■ TEXT EXCERPT:
--------

Commanders and leaders
- Frank Thompson (POW): Máximo Blanco Sylvanus Spencer Pierre Barillier

Strength
- ~70 filibusters: ~130

Casualties and losses
- ~60 killed (on land and drowned), 2 captured.: 2 wounded.

= Battle of Hipp's Point (1856) =

Military engagement during the Filibuster war in Costa Rica

The Battle of Hipp's Point (also referred to as the Assault on Hipp's Point), also known in Central American historiography as the First Battle of La Trinidad, was a small but significant military engagement that occurred on December 22, 1856, at the confluence of the Sarapiquí River and the San Juan River, during the Filibuster War. This combat represented a crucial strategic victory for the Costa Rican Army, as it marked the beginning of the operation to capture the Transit Route, the main supply and reinforcement artery for William Walker's filibuster army.

--------

Images for object localization
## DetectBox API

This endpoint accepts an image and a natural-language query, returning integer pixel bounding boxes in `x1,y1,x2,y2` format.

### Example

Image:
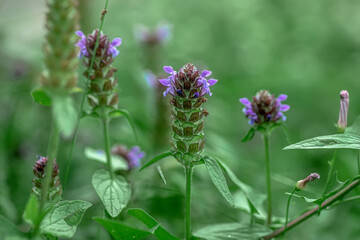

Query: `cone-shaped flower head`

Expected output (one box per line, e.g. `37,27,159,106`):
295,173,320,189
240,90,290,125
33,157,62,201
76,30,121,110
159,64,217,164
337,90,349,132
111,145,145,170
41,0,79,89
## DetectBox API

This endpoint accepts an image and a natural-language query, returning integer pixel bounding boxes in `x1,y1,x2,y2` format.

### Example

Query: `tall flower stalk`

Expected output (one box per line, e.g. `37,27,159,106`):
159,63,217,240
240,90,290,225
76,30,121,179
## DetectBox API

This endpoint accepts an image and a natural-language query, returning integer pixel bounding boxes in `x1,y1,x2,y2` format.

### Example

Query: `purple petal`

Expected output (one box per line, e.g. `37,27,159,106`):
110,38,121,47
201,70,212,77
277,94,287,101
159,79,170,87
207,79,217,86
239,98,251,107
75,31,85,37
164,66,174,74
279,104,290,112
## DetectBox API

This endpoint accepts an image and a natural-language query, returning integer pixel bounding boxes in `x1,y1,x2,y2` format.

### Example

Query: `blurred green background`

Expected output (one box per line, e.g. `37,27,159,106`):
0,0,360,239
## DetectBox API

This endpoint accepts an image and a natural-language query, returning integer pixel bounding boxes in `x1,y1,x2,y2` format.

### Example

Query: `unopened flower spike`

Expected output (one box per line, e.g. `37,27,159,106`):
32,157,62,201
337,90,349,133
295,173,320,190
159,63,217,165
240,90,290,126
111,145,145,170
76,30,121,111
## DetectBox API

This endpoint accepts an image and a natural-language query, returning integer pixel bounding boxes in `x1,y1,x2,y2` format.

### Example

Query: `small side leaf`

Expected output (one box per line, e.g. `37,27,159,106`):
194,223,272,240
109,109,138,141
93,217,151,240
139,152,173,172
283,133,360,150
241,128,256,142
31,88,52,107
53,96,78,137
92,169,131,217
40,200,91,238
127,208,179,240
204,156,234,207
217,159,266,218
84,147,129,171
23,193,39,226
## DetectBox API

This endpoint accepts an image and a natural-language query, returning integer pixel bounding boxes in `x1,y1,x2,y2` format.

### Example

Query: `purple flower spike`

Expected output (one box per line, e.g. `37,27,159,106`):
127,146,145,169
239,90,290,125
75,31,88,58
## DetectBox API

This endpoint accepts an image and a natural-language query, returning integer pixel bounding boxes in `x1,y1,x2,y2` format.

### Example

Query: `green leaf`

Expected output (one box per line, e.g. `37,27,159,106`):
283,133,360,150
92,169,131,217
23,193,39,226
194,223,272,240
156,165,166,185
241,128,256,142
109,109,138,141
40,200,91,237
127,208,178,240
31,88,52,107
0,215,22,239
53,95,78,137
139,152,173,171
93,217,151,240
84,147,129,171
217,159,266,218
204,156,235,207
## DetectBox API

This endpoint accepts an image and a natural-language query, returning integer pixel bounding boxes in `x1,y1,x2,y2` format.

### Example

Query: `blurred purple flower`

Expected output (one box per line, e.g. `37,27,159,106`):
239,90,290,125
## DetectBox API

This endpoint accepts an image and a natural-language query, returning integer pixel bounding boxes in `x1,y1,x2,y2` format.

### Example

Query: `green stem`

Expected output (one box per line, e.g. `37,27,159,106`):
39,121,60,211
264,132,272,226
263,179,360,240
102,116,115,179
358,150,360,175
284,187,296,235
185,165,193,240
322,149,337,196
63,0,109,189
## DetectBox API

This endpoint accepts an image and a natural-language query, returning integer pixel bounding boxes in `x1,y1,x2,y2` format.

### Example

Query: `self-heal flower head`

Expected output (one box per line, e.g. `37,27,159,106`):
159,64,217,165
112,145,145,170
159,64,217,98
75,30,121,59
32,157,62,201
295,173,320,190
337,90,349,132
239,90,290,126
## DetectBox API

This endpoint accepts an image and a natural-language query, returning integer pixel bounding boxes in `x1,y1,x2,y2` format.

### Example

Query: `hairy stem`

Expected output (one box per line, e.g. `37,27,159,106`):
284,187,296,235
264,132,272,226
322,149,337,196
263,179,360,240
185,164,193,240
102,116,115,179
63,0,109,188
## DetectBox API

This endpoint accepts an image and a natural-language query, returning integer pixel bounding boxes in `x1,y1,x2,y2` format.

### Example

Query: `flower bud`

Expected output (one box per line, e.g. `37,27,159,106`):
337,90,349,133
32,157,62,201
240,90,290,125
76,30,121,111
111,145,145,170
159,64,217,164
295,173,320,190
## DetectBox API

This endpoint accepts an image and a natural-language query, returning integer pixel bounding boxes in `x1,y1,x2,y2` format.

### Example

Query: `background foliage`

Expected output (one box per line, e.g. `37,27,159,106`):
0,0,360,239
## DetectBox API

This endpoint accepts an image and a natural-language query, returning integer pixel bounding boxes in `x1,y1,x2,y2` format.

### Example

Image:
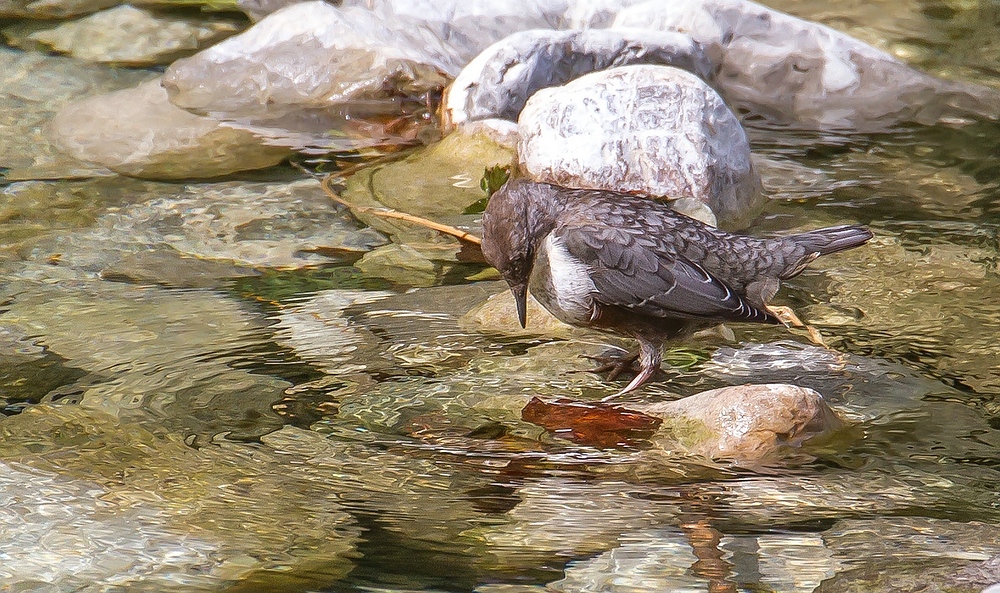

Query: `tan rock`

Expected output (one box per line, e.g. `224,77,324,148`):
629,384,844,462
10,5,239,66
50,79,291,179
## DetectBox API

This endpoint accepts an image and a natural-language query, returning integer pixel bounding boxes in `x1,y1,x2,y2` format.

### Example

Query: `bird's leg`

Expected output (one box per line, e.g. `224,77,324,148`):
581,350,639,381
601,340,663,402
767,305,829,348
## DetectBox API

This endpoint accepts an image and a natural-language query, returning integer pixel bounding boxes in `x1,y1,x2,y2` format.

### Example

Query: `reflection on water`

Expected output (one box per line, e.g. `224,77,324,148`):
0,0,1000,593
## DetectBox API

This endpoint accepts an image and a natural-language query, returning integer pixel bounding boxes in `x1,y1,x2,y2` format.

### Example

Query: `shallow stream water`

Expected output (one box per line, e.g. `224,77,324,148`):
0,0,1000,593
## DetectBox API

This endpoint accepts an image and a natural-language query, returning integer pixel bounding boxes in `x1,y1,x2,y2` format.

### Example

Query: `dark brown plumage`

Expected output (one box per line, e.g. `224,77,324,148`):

--------

Reproduce the entire Battle of Hipp's Point text verbatim, with no changes.

Commanders and leaders
- Frank Thompson (POW): Máximo Blanco Sylvanus Spencer Pierre Barillier

Strength
- ~70 filibusters: ~130

Casualties and losses
- ~60 killed (on land and drowned), 2 captured.: 2 wounded.

= Battle of Hipp's Point (1856) =

Military engagement during the Filibuster war in Costa Rica

The Battle of Hipp's Point (also referred to as the Assault on Hipp's Point), also known in Central American historiography as the First Battle of La Trinidad, was a small but significant military engagement that occurred on December 22, 1856, at the confluence of the Sarapiquí River and the San Juan River, during the Filibuster War. This combat represented a crucial strategic victory for the Costa Rican Army, as it marked the beginning of the operation to capture the Transit Route, the main supply and reinforcement artery for William Walker's filibuster army.